= Exercise =
The word "sample" occurs in some of the lines below; copy each of those lines.

= Material supplied =
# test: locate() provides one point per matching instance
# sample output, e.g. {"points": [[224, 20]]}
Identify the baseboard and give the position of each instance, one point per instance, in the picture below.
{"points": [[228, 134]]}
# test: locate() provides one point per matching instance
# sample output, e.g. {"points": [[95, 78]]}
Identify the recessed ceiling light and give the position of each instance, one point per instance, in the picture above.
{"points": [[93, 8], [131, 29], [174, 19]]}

---

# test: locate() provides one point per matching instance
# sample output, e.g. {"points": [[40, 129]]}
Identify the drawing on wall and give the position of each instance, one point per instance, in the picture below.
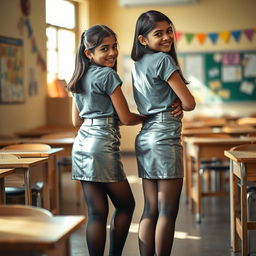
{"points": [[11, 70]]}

= Final answer =
# sample output, e.g. {"points": [[224, 20]]}
# sample output, e.g. {"points": [[95, 78]]}
# sample output, e.g. {"points": [[40, 129]]}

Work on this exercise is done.